*Given records*.
+===+
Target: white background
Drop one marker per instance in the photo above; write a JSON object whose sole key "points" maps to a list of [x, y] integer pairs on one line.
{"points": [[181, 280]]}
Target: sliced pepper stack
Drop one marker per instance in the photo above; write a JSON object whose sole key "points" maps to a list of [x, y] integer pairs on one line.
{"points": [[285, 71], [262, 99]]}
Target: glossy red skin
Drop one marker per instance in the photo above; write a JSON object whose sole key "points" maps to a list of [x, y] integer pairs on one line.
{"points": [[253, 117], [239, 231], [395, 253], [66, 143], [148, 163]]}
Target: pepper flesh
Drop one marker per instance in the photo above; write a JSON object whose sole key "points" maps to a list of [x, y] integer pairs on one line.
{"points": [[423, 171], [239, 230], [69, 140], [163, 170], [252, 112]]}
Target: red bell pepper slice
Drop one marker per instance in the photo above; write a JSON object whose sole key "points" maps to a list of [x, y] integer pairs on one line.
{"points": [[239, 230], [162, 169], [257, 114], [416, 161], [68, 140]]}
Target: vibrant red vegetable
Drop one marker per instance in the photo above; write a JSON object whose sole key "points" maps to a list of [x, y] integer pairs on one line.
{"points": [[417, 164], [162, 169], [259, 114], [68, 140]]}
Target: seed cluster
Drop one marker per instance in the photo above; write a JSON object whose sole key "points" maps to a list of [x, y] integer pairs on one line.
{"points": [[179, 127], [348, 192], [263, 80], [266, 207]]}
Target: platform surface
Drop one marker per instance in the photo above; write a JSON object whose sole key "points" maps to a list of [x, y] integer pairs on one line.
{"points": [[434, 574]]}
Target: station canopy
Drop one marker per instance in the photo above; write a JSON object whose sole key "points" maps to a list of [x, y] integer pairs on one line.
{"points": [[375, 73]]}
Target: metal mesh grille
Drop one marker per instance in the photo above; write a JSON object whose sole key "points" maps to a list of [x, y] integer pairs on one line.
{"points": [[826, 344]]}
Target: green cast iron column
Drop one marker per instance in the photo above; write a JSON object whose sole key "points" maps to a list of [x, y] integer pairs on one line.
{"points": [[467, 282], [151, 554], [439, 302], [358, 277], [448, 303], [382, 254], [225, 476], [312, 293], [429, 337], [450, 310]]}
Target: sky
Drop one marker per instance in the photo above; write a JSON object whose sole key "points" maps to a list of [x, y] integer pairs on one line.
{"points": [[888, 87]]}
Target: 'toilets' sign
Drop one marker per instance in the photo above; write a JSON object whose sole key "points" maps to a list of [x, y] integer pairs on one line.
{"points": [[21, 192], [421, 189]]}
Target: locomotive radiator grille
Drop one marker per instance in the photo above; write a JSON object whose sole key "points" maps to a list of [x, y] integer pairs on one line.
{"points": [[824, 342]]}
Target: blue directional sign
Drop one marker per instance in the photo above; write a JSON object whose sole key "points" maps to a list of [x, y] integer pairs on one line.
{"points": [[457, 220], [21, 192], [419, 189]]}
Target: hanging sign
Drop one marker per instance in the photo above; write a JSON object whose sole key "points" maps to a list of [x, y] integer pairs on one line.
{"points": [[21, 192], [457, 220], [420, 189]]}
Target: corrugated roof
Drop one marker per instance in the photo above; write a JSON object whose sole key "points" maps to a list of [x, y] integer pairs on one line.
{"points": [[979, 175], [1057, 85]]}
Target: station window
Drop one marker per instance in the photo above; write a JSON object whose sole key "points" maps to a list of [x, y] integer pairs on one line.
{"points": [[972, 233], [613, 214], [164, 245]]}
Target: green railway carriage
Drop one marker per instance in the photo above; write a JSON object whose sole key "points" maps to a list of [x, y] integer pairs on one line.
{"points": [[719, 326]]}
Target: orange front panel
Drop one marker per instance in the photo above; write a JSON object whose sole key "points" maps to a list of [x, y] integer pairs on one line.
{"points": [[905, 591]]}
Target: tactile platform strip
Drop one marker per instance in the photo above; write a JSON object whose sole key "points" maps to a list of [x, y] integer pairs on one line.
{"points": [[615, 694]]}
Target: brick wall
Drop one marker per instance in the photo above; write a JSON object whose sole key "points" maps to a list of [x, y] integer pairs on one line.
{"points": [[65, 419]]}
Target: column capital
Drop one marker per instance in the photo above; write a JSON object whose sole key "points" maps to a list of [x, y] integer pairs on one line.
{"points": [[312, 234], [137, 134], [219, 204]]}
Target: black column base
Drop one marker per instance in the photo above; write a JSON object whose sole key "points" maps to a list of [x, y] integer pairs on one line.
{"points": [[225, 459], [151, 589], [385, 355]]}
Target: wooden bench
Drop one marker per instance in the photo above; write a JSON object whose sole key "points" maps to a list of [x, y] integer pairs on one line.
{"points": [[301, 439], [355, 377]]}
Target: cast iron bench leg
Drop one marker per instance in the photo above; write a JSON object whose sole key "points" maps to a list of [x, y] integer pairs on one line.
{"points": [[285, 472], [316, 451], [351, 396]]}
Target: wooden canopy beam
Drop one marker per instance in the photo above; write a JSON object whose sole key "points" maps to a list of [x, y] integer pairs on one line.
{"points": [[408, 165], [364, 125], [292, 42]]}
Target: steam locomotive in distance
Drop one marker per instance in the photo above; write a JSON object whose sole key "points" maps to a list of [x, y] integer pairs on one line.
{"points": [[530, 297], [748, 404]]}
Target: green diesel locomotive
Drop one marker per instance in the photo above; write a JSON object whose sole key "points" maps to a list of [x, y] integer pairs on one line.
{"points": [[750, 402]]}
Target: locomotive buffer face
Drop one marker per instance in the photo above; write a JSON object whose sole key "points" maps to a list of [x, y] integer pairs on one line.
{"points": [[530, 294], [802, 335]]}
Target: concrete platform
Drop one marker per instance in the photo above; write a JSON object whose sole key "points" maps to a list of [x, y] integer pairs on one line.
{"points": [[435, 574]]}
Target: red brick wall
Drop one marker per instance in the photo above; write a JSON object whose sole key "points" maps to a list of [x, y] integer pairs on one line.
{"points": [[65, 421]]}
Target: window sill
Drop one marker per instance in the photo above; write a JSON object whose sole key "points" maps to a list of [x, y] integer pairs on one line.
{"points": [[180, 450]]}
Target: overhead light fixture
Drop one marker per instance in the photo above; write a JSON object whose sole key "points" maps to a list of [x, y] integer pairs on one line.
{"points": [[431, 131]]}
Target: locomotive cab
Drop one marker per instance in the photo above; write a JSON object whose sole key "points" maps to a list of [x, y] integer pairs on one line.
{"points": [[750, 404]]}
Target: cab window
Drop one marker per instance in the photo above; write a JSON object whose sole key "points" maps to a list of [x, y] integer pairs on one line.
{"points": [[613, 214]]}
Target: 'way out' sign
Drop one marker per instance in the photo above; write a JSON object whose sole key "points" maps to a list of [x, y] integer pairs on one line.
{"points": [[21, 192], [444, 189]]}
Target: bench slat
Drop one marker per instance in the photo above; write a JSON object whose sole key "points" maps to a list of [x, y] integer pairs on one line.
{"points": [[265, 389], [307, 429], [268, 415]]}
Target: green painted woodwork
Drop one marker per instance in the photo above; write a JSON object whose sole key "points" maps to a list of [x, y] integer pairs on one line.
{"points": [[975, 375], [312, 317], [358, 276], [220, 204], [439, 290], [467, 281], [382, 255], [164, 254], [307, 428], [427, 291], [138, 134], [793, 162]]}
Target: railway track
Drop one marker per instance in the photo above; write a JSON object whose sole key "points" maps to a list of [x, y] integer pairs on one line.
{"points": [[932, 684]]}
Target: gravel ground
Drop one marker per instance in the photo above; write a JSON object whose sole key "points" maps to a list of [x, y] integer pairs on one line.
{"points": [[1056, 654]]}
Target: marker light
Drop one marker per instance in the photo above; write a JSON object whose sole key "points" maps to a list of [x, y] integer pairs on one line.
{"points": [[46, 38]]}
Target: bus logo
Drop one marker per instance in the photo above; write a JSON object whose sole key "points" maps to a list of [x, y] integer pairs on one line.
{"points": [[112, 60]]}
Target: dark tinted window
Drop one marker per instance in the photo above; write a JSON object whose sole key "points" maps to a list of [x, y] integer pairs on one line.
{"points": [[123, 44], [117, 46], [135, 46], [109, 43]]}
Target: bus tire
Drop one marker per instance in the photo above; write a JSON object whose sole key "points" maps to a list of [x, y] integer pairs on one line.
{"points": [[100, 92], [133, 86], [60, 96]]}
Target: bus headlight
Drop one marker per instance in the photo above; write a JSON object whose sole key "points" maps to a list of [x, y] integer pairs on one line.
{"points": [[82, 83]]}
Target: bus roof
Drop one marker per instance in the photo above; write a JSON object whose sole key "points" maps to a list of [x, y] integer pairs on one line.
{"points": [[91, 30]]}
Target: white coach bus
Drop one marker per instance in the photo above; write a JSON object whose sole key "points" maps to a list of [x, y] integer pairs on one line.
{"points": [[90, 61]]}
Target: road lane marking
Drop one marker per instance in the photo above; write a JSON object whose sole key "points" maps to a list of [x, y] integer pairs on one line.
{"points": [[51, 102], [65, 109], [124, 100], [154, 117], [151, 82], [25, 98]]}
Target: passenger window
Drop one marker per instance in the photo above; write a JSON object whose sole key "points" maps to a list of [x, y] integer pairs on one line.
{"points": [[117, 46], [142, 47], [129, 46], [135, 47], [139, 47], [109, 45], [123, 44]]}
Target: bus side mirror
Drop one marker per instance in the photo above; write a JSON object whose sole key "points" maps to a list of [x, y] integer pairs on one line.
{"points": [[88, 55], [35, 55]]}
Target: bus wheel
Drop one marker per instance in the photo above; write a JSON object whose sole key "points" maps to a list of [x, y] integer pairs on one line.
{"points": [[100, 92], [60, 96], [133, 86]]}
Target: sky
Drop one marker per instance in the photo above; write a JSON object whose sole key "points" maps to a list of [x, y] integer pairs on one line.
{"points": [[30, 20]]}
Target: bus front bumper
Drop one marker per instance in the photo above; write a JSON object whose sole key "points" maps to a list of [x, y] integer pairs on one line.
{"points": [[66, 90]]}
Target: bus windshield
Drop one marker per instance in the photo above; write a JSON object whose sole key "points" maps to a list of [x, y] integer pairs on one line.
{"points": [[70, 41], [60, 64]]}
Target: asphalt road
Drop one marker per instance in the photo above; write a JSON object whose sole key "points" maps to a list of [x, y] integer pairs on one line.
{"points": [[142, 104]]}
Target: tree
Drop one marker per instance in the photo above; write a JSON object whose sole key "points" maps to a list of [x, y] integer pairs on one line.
+===+
*Description of the task*. Quote exactly what appears from the line containing "Target: white coach bus" through the final line of the listing above, including both of those lines.

*Complete answer*.
Target: white coach bus
Drop one marker per instance in the photo above; write a JSON object whose sole key "points" maps to a list of [x, y] integer pairs on one line.
{"points": [[90, 61]]}
Target: road lane marking
Drop one marker per instance in the photo above; write a JSON object whose sole key "points" maps to a list of [x, y] integer pairs on one line.
{"points": [[51, 102], [65, 109], [124, 100], [154, 117], [151, 82], [25, 98]]}
Target: passenger window
Drop one marker per instance in the photo above; write a JSON object whose sole key "points" maps to a list of [x, y] integer pairs on one line.
{"points": [[117, 46], [142, 47], [129, 46], [135, 47], [139, 47], [109, 45], [123, 44]]}
Target: bus side mirror
Drop one marker per instance in the photo above; write a JSON object whose sole key "points" maps to a list of [x, y] integer pairs on one line.
{"points": [[88, 55], [35, 55]]}
Target: bus wheel
Drop one marker per instance in the photo above; write a JSON object whose sole key "points" maps to a list of [x, y] integer pairs on one line.
{"points": [[100, 92], [60, 96], [133, 86]]}
Target: sky
Drop one marker per instance in the photo above; write a JSON object whose sole key "points" maps to a list of [x, y] integer pairs on one line.
{"points": [[30, 20]]}
Target: bus front bumper
Drop one marker per instance in the photo above; write a JSON object whose sole key "points" maps to a list of [x, y] integer pairs on one line.
{"points": [[66, 90]]}
Target: bus windshield
Drop one marker per instance in the photo above; write a JSON object whose sole key "points" maps to a list of [x, y] integer pairs on one line.
{"points": [[70, 41], [60, 64]]}
Target: asphalt road
Drop one marker per instance in the photo above; write a JSON object whose sole key "points" maps to a list of [x, y] integer pairs on one line.
{"points": [[142, 104]]}
Target: tree
Drop one marker per instance in the photo above; write a JSON object whose sole key "points" maps to a list of [x, y] integer pairs on one line.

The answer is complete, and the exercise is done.